--- START OF MATERIAL ---

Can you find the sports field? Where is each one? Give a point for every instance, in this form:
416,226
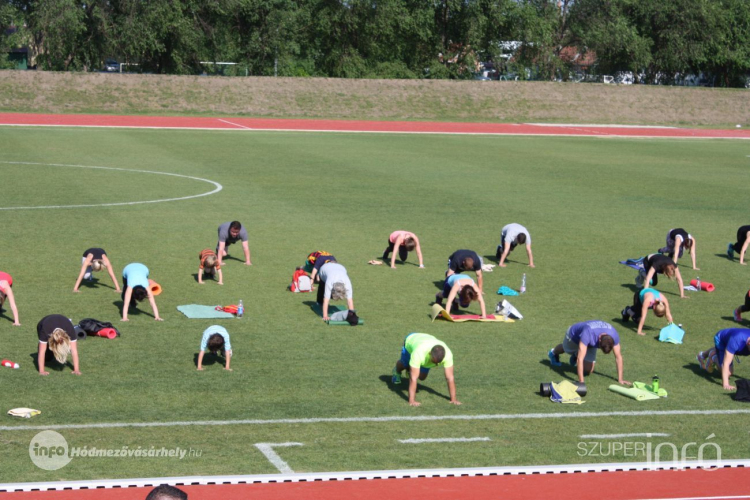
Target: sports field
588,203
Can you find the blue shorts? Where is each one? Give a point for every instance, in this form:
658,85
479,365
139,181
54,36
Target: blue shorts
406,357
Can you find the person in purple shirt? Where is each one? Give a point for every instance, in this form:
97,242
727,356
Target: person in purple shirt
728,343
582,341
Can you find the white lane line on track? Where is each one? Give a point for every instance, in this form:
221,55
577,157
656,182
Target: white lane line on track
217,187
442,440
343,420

--- END OF MATERIAL ---
--- START OF MATERIAL ---

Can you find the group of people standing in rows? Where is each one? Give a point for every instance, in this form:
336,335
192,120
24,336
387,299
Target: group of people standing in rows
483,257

--- END OF MATERIAL ---
--- START OF MATERIAL ---

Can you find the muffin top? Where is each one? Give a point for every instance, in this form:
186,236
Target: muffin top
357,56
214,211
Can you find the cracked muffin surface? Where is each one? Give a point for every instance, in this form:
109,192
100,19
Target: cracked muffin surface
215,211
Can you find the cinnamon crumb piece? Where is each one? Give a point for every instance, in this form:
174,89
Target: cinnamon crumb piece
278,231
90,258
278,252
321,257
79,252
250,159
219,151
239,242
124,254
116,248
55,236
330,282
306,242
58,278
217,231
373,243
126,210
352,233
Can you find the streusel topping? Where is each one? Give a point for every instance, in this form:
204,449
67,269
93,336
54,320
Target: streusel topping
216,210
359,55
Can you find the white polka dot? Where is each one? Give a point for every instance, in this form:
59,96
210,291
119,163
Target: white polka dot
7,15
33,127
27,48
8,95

--- END OF MATERIAL ---

TASK DETAILS>
Count the lines in the entries above that contain the word "shirt". Treat uppercase and lowercase letters as different, and reply with the number alone.

SOLUTION FOR THIS PROBLEM>
2